WORK ORDER – Which lines in the records below contain the word "point"? Report each of them.

===== DATA SECTION

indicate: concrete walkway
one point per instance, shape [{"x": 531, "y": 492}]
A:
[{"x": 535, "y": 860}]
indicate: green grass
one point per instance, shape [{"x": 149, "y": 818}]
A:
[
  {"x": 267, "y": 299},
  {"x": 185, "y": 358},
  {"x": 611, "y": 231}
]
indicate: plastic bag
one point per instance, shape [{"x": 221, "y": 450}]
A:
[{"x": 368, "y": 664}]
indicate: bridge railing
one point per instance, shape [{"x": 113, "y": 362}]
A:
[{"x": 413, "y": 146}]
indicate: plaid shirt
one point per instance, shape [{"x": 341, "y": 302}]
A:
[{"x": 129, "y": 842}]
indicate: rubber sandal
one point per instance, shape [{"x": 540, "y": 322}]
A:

==========

TASK OUTPUT –
one point per instance, shape [{"x": 531, "y": 492}]
one point per instance, shape [{"x": 149, "y": 818}]
one point per instance, shape [{"x": 221, "y": 450}]
one point per instance, shape [{"x": 113, "y": 362}]
one point per instance, shape [{"x": 341, "y": 302}]
one point per instance, shape [{"x": 540, "y": 322}]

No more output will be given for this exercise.